== DATA TO USE
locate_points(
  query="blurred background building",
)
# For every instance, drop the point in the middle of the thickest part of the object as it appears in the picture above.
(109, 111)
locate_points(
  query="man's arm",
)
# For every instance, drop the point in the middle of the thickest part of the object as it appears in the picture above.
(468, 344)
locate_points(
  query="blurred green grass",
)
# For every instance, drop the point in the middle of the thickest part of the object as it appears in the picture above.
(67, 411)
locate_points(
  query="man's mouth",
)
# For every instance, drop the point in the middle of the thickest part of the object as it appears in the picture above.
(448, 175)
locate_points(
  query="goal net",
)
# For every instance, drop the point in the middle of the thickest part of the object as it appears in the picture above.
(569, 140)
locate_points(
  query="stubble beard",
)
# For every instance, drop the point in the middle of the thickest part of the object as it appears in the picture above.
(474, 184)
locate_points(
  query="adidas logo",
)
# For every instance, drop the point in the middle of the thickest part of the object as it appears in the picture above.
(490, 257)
====
STATED EXERCISE ->
Each record above must be given again exactly.

EXERCISE ANSWER ->
locate_points(
  query="blurred background building",
)
# For every instance, drop the point in the middle of the thickest part of the object as it appears in the picture above.
(109, 111)
locate_points(
  query="man's arm",
)
# For every instance, drop the point in the middle of the thickest part of the object as it appears in the picture above.
(468, 344)
locate_points(
  query="blurred green grass",
)
# For every instance, drop the point in the middle of the thickest part of the object as it appears in the picture above.
(67, 411)
locate_points(
  query="man's mouth",
)
# For every instance, drop the point in the middle of the thickest part of the object as it appears in the picture above.
(448, 175)
locate_points(
  query="goal net",
)
# For every instance, drop the point in the middle of the thickest part of the object as it appears in the picture above.
(569, 140)
locate_points(
  query="stubble beard",
)
# For every instance, drop the point in the middle of the thickest part of the object as it appears in the picture above.
(474, 184)
locate_points(
  query="adidas logo",
)
# For every instance, drop the point in the middle of the thickest part of the object as it appears in the picture above.
(490, 257)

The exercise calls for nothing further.